━━━━━ SUPPLIED DATA ━━━━━
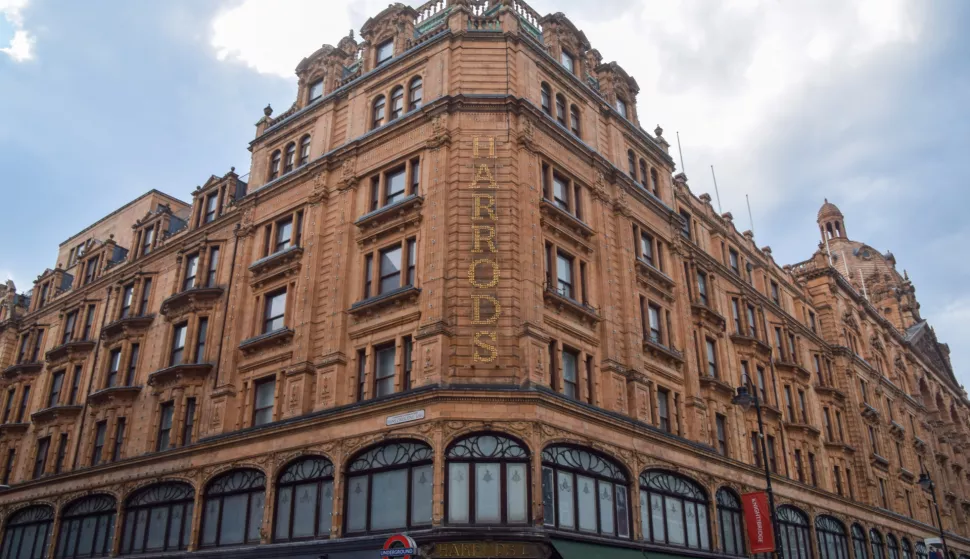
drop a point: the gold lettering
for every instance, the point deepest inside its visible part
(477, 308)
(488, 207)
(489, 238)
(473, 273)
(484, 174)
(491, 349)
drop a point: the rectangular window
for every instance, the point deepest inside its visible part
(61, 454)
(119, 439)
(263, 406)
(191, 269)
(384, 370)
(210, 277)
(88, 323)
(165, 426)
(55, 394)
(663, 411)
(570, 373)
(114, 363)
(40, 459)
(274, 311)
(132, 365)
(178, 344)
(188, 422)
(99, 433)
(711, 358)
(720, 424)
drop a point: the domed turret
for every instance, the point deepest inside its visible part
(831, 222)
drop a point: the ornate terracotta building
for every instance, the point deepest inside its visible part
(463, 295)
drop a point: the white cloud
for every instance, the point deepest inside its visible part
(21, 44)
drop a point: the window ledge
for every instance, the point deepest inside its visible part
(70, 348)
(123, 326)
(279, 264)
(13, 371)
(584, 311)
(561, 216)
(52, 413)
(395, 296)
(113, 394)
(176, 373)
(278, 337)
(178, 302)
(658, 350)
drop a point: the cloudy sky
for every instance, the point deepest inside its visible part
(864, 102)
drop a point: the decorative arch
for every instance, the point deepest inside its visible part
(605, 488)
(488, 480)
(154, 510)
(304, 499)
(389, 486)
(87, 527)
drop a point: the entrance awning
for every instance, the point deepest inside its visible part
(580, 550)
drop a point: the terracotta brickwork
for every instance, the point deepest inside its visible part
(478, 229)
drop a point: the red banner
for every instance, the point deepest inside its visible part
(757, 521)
━━━━━
━━━━━ SUPPLIED DATA ━━━━━
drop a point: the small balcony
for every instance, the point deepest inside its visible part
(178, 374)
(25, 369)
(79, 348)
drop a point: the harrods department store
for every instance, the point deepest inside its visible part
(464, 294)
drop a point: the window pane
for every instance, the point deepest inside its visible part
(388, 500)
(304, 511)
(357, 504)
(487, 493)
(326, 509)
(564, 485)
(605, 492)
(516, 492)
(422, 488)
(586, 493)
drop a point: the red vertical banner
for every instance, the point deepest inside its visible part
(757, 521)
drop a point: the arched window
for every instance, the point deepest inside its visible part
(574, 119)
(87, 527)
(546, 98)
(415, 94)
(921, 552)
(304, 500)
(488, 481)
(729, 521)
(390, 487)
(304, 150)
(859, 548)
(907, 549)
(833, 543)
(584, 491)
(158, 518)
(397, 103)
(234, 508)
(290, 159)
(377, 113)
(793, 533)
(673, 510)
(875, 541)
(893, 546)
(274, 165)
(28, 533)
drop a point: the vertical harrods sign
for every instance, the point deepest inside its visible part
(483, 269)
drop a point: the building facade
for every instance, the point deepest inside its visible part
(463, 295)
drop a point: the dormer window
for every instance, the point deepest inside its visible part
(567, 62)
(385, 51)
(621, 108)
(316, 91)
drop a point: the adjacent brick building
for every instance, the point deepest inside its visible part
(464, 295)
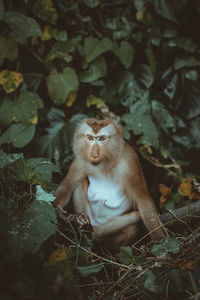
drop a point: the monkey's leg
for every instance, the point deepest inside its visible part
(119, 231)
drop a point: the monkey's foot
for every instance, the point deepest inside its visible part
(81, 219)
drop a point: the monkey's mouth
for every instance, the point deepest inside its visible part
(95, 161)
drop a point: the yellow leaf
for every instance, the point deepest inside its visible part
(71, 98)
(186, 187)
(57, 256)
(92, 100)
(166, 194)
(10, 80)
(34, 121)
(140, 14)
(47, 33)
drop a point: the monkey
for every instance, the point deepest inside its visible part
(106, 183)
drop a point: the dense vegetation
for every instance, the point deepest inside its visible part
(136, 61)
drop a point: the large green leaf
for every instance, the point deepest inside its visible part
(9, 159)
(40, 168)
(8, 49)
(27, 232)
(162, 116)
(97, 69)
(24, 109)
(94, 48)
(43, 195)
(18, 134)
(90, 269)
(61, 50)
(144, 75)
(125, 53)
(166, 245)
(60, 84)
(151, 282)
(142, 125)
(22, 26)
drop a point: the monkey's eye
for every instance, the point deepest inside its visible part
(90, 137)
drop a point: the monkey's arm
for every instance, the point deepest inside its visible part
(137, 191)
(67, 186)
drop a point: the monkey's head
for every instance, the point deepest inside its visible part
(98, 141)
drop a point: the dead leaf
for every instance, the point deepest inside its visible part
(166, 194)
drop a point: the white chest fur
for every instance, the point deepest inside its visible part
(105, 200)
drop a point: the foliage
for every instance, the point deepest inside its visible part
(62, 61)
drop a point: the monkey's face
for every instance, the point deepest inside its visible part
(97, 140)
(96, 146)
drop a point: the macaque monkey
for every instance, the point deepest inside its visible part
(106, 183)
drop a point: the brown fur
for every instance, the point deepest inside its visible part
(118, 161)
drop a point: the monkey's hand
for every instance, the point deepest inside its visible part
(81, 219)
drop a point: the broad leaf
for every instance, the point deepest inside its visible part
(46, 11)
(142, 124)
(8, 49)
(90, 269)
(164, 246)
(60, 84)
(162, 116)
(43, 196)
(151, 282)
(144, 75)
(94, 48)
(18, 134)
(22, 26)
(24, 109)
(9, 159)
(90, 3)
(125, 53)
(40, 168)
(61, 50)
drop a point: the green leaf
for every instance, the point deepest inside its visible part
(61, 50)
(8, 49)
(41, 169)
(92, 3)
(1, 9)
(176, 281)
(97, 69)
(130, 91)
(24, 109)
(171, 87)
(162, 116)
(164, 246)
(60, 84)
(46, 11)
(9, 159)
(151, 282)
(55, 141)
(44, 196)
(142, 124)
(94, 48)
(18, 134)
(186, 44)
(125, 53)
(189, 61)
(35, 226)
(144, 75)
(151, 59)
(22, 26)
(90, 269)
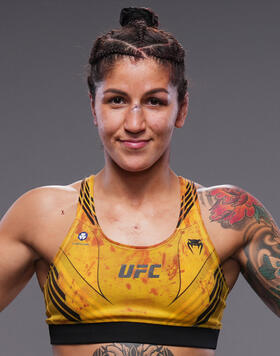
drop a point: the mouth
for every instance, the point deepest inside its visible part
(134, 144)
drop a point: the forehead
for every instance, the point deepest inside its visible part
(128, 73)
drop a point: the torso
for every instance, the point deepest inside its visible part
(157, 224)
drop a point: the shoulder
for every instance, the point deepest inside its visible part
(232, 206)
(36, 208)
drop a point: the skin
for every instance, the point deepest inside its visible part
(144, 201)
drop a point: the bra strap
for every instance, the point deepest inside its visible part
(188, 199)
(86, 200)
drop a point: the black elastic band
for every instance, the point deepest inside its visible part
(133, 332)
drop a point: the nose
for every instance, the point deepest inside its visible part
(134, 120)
━━━━━
[THE REQUEST] Gather every line of the data above that contains the word "monkey", and copy each of those lines in full.

[RESULT FOR THIS TASK]
drop a point: the monkey's leg
drop a point: the monkey's foot
drop a point: the monkey's mouth
drop a point: the monkey
drop a point: the monkey's eye
drop a point: the monkey's arm
drop a point: the monkey's head
drop a point: the monkey's face
drop a point: the macaque monkey
drop a point: the monkey's hand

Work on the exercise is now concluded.